Records from a data source

════════════════

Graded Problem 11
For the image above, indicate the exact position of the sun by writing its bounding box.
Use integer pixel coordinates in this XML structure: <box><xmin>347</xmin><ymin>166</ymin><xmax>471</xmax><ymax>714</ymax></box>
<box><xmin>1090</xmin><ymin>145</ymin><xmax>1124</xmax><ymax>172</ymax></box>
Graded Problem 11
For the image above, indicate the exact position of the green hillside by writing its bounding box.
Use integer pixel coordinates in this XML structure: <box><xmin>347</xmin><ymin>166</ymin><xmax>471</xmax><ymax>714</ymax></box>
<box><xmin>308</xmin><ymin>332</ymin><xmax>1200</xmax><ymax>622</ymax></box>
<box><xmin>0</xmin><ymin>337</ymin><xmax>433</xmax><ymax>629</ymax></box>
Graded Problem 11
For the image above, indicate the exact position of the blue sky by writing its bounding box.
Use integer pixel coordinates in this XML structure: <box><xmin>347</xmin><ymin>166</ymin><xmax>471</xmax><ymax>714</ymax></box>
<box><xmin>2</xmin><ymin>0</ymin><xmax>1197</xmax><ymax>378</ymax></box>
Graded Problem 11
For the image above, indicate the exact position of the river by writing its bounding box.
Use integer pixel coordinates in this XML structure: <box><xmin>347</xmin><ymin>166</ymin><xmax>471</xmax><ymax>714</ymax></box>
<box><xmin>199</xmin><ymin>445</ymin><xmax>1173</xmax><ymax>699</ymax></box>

════════════════

-- Exercise aim --
Please give again the lines above between the line holding "For the image above, indicate the exact position of the blue" and the line holding "For the image above, indicate the exact position of the river", inclusive, exactly as they are and with nothing added.

-- Response below --
For the image above, indicate the exact position of the blue sky by writing its bounding box.
Use integer pixel coordinates in this XML structure: <box><xmin>347</xmin><ymin>166</ymin><xmax>471</xmax><ymax>714</ymax></box>
<box><xmin>2</xmin><ymin>0</ymin><xmax>1197</xmax><ymax>378</ymax></box>
Graded Problem 11
For the image above, indicate the exact position of the river by writing its bounding box.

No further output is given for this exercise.